Print everything in the rows below from the line containing "Please spot the blue football" down to the line containing "point(380, 142)", keeping both of those lines and each line between them unchanged. Leave out the pictures.

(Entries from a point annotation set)
--- Begin ---
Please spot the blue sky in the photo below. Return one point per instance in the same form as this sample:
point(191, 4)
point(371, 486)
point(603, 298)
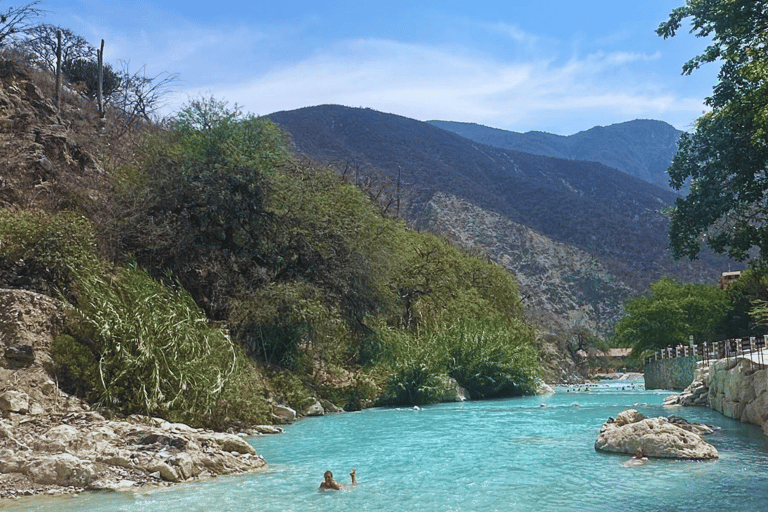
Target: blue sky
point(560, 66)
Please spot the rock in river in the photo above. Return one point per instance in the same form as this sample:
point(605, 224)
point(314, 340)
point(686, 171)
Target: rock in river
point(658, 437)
--- End ---
--- Begin ---
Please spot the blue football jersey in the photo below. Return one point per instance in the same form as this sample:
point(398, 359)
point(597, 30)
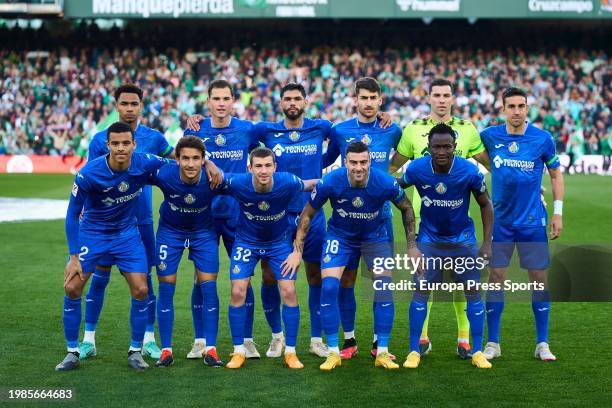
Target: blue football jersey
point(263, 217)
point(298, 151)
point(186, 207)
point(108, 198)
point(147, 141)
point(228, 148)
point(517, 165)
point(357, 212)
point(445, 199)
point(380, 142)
--- End ---
:: THE REPLY ::
Please spot the blue football jersey in the photo below. Return one point per instance in the same form as this sample:
point(398, 359)
point(597, 30)
Target: blue football jersey
point(263, 217)
point(298, 151)
point(186, 207)
point(108, 198)
point(147, 141)
point(228, 148)
point(517, 165)
point(357, 212)
point(445, 199)
point(380, 142)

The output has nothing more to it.